Task statement ->
Your answer must contain each line of the data, copied exactly.
----- Task material
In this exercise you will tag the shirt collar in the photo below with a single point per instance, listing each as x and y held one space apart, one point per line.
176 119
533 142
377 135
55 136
----------
Exercise result ->
In this exercise you will tag the shirt collar in the photo below with a single point per instance, listing each as x and y held one space apart, one point per line.
176 119
533 142
377 135
55 136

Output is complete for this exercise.